In the entries below, filter for the word "Prompts" and copy every matching line.

**EXERCISE MATERIALS:**
----------------

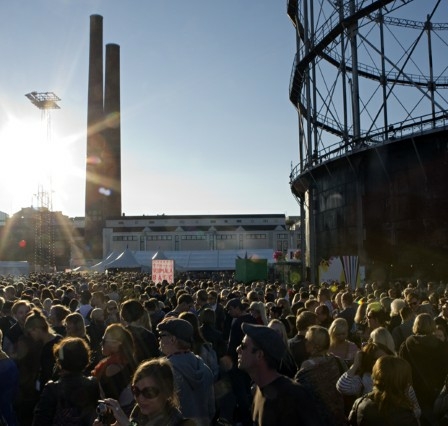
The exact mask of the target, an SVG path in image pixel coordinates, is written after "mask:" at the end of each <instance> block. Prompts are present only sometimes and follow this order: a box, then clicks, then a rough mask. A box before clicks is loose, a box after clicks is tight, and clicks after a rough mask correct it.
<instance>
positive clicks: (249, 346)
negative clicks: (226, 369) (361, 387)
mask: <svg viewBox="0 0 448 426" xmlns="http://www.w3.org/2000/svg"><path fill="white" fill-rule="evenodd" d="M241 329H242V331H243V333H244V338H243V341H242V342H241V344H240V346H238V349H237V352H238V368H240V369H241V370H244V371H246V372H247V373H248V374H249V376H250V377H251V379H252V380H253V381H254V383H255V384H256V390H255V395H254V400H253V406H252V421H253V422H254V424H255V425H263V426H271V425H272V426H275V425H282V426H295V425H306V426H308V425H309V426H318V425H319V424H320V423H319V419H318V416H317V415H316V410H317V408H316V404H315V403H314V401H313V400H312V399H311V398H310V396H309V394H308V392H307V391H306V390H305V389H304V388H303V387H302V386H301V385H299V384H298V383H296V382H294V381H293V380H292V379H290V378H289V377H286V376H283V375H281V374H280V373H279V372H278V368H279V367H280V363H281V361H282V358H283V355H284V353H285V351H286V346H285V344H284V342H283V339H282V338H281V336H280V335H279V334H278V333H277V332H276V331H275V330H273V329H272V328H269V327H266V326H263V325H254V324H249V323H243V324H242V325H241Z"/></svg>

----------------

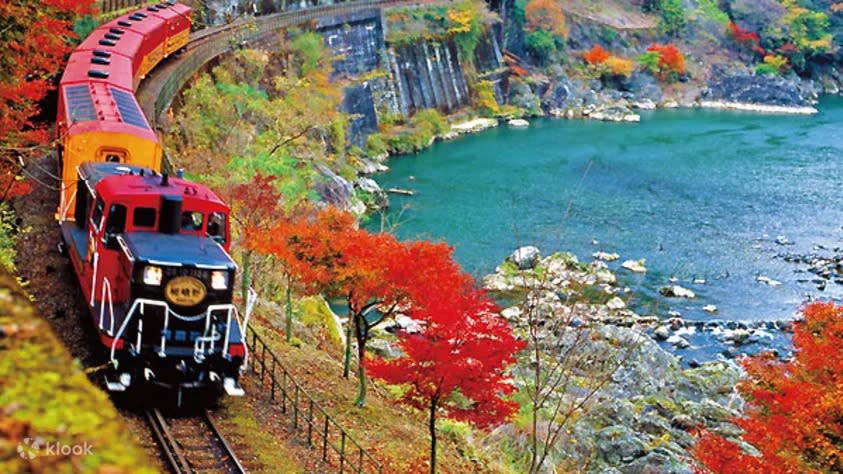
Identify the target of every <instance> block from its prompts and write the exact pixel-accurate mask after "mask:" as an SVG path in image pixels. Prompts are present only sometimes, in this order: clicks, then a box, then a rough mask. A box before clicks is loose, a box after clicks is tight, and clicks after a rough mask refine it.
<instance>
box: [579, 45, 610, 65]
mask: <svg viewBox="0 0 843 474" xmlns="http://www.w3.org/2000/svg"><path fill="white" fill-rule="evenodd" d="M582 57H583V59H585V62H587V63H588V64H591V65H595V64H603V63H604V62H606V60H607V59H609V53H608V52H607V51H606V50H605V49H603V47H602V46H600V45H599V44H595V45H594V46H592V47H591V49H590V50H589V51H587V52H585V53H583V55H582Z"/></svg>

----------------

**WRITTEN ANSWER:**
The exact mask of the target, an SVG path in image pixel coordinates, is written after "mask:" at the end of each <instance> block. Prompts are present only sometimes and follow this order: a box, then clicks, then a rough mask. A box before clicks is loose, a box after clicks is tight, and clicks after a rough mask correct it.
Identify the target of every <instance> block from its prompts and write the exact pixel-accurate mask after "mask:" as an SVG path in image pixels. Prompts are present only sometimes, in this order: clicks, then a box, then a rough mask. A box before clicks is loose, a box after clicks is tight, and clicks after a rough mask refine it.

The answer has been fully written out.